**Given exercise**
Count the lines in the records that contain the string "below", matching case exactly, and reply with only that number.

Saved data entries
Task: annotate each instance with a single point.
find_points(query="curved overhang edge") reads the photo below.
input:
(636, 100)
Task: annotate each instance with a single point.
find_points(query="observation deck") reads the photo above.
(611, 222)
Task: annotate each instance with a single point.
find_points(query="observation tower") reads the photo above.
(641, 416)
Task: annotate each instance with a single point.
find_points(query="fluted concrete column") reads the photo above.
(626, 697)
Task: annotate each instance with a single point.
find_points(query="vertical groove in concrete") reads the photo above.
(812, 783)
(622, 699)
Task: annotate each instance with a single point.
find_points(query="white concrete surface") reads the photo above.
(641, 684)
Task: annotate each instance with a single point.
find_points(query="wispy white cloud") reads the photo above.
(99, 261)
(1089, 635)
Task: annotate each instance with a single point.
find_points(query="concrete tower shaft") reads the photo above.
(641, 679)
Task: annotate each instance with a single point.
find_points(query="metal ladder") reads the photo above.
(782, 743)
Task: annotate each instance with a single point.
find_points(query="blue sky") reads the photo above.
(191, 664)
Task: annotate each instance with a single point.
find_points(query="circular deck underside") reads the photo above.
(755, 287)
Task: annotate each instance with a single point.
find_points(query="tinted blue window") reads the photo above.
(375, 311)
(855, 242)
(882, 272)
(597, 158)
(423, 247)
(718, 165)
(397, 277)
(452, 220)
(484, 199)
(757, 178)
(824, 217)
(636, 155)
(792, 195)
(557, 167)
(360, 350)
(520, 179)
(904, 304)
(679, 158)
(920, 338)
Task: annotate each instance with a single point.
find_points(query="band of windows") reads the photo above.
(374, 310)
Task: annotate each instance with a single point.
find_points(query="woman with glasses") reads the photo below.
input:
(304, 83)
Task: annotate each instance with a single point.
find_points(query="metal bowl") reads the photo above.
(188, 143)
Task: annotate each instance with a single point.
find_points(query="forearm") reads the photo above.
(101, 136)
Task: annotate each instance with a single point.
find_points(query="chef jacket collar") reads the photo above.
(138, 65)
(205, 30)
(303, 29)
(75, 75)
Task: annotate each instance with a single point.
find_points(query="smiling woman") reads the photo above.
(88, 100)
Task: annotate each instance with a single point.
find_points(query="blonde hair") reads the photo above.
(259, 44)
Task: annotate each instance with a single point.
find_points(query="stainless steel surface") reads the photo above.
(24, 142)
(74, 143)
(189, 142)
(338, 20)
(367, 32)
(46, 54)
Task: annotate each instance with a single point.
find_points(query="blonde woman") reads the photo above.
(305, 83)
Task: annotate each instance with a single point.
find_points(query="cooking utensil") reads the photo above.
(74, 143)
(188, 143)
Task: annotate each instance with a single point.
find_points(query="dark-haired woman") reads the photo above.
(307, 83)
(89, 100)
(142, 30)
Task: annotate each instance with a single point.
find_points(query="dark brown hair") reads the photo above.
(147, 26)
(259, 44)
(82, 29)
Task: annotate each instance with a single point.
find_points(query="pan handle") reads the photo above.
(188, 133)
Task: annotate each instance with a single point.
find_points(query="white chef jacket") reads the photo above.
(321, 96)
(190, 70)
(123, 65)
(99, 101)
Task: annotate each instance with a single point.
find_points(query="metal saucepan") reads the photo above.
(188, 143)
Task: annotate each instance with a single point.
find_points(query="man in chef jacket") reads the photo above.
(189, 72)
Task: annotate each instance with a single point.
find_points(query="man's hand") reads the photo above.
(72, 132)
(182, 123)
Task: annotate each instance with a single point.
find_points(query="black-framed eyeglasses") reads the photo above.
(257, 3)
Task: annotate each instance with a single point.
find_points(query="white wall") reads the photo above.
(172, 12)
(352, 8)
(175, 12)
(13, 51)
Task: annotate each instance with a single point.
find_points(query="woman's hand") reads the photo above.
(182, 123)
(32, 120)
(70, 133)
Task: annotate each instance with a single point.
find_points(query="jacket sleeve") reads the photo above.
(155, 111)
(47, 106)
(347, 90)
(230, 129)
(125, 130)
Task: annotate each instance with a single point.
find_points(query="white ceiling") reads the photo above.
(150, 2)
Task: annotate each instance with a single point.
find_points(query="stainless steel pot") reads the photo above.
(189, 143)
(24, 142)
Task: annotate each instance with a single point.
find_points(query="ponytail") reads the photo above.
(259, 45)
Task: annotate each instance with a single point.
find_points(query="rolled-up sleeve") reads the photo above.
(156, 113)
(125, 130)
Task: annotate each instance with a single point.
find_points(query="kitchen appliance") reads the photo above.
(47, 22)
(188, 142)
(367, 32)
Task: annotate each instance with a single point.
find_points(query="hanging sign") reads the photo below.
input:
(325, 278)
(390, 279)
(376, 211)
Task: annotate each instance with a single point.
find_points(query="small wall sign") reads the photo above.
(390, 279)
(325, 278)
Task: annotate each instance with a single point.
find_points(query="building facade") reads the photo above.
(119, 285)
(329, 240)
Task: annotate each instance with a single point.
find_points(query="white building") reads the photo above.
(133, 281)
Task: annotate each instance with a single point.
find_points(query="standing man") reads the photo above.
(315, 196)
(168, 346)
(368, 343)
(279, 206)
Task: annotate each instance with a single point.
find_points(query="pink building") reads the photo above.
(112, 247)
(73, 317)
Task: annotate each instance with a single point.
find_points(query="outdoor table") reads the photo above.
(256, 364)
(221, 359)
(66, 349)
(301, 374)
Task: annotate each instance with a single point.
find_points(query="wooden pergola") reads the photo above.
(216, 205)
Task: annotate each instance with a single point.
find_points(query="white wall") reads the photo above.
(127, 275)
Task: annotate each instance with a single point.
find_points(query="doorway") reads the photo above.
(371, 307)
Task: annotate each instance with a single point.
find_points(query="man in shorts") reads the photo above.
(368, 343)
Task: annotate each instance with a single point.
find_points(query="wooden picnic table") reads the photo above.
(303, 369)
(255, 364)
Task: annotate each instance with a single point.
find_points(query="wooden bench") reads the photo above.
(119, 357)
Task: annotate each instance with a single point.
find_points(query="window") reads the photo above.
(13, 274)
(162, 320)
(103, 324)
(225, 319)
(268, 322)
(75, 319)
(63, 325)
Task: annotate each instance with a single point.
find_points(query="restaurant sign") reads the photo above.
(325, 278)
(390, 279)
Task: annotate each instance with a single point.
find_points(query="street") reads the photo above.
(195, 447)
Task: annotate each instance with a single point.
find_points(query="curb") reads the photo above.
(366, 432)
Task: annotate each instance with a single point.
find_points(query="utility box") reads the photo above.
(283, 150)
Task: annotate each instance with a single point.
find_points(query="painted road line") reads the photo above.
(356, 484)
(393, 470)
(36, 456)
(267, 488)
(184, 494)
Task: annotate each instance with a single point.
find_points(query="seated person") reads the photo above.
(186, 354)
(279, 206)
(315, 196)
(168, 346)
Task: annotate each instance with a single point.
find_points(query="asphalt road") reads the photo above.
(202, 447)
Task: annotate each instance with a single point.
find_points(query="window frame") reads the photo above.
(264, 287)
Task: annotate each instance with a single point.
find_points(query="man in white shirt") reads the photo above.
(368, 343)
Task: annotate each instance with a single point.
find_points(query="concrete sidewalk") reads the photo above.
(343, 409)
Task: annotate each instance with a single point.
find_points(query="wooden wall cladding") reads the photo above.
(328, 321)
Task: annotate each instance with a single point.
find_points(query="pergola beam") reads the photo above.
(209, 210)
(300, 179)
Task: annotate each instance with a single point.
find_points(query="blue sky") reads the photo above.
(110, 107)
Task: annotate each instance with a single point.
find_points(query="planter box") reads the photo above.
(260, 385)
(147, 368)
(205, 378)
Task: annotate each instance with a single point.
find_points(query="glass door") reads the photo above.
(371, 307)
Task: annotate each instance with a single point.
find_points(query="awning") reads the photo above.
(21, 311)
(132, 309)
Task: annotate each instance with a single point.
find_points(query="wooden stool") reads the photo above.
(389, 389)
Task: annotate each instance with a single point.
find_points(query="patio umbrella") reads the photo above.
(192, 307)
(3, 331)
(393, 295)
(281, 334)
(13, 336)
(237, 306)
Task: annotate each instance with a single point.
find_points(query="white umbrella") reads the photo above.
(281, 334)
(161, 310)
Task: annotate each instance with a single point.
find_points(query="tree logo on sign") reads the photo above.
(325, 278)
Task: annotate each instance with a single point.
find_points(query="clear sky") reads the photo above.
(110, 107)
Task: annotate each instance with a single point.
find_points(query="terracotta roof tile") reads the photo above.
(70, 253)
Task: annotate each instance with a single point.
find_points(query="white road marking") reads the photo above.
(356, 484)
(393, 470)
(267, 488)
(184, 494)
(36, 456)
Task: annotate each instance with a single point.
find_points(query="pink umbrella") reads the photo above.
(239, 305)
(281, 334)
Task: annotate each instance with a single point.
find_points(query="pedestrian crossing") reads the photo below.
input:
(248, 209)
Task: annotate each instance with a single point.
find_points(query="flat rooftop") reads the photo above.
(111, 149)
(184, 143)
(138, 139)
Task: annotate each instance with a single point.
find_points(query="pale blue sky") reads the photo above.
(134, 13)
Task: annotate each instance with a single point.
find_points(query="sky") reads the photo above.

**Answer for the task**
4